# START OF Records for this task
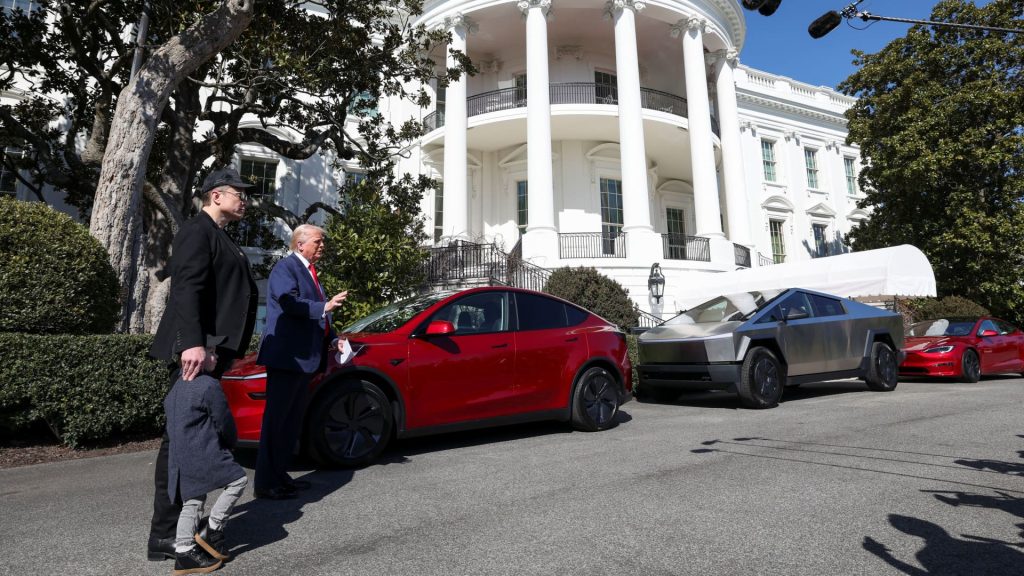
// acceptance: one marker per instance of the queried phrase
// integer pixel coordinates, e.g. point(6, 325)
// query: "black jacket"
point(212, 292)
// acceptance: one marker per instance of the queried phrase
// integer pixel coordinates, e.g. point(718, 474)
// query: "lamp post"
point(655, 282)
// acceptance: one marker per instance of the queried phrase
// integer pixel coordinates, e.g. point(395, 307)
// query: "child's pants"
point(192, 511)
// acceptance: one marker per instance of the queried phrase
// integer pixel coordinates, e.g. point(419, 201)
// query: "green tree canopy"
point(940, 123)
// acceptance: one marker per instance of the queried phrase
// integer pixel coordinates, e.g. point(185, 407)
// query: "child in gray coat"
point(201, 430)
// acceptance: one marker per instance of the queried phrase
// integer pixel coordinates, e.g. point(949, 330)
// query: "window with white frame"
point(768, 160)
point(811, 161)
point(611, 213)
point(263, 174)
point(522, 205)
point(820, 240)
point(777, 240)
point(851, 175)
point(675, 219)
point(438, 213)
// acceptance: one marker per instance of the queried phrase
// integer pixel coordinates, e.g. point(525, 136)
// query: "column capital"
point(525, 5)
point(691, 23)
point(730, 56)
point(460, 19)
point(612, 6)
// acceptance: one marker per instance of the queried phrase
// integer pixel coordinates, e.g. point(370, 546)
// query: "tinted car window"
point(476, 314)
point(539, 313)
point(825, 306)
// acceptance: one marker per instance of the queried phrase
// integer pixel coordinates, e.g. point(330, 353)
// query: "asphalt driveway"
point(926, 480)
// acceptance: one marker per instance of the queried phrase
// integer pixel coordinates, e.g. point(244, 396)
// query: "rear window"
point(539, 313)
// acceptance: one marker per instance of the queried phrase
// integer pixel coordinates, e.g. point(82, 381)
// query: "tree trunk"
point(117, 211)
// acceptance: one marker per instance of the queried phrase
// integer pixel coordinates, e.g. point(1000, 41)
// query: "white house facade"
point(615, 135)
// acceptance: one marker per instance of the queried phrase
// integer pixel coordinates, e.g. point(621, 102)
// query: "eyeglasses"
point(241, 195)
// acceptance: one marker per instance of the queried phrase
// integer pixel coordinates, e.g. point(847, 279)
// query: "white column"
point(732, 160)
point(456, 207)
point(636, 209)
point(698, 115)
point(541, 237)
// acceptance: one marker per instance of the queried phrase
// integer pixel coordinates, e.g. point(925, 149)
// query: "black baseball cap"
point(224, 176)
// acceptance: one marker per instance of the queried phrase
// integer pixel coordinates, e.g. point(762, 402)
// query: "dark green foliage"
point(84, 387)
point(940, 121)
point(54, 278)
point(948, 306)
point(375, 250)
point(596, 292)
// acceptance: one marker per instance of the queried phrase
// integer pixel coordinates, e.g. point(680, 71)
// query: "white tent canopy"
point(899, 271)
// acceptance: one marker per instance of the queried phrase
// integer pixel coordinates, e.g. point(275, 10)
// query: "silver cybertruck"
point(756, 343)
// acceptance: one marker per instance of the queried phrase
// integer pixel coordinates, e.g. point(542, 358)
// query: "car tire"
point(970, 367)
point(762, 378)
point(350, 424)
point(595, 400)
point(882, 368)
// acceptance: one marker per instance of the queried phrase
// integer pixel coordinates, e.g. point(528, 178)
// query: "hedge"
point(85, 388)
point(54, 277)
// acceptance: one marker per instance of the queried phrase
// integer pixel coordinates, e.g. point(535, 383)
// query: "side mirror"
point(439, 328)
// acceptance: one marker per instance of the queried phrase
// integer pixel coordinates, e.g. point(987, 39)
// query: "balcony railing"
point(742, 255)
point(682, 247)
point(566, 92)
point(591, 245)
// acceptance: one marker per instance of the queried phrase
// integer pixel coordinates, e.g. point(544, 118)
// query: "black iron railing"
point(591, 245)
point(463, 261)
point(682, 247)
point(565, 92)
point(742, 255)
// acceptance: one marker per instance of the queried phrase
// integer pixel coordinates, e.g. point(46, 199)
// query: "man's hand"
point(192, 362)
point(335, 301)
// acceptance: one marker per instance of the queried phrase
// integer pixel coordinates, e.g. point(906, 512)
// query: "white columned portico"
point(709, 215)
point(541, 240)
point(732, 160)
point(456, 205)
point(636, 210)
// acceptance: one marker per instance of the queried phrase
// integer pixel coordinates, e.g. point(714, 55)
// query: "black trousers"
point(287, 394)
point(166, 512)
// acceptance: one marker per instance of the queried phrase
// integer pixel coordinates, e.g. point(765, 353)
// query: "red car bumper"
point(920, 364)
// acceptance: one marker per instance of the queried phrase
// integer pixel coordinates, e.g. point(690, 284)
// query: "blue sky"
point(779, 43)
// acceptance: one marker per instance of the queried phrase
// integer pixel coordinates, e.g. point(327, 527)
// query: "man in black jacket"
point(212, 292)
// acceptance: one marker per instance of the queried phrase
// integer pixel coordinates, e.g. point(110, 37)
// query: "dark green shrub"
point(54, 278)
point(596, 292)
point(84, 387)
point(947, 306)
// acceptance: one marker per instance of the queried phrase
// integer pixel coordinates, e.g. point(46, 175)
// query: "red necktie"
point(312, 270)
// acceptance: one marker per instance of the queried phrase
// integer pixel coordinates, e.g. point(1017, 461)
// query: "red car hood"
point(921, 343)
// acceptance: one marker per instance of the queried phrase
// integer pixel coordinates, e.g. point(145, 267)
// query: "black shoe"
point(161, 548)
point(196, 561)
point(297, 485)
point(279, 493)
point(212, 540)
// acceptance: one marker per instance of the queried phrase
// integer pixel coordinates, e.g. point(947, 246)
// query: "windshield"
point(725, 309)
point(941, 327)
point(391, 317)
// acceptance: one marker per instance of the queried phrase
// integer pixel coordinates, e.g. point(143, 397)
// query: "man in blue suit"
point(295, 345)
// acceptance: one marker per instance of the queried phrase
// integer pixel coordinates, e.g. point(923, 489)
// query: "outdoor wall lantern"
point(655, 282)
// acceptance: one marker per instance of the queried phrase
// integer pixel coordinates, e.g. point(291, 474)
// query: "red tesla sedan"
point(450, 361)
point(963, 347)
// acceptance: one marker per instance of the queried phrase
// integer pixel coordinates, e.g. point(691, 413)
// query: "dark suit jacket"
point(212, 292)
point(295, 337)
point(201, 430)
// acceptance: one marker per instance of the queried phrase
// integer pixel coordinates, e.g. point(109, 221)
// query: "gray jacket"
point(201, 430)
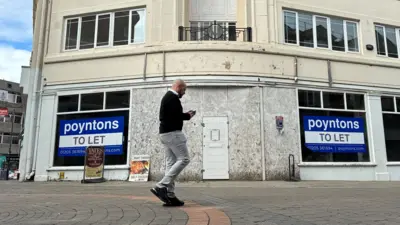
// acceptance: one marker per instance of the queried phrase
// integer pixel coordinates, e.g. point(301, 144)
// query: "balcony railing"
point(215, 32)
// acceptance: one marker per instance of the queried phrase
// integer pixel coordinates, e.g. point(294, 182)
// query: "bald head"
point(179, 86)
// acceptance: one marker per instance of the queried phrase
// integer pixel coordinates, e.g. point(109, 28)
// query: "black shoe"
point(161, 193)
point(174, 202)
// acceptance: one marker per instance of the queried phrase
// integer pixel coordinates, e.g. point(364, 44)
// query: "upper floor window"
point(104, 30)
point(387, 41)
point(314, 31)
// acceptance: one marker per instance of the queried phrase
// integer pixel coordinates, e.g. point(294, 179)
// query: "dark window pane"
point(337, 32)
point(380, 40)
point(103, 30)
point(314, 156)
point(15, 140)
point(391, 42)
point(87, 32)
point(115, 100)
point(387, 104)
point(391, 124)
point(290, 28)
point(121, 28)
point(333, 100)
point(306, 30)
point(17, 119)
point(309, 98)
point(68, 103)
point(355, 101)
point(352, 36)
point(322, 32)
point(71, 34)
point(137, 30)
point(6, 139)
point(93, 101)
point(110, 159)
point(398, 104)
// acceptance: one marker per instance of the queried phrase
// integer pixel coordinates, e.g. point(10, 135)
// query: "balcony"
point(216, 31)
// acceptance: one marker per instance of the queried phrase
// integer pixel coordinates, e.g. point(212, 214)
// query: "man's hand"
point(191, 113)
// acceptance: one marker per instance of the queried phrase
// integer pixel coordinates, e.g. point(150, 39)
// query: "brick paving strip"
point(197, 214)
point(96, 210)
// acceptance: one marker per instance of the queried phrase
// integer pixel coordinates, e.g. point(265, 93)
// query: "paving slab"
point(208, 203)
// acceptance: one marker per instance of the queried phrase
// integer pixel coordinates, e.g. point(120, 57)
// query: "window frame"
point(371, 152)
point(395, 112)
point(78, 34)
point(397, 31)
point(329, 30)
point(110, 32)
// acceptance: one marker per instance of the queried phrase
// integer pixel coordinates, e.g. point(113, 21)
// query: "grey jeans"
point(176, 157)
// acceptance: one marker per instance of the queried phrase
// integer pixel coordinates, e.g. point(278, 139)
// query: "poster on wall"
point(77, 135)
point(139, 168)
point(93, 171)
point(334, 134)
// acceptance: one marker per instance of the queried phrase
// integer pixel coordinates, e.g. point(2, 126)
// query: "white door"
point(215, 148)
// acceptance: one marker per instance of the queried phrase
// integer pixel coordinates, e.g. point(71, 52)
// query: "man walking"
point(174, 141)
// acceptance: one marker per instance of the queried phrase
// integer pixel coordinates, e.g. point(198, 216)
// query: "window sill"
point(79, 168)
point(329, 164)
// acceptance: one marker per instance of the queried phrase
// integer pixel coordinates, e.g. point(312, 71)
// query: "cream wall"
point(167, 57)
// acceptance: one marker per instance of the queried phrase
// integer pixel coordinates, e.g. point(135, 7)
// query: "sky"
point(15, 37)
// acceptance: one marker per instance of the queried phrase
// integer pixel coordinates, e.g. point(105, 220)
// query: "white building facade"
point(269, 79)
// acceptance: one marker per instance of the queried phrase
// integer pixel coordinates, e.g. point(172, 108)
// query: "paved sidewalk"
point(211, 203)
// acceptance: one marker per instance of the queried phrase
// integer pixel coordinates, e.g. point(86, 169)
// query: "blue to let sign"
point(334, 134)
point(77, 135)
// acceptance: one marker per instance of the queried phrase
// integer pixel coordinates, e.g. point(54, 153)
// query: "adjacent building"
# END OF Records for this task
Short problem =
Please count the lines of the listing above that contain the string "paving", treating case as significant, and reply with only that number.

Output below =
2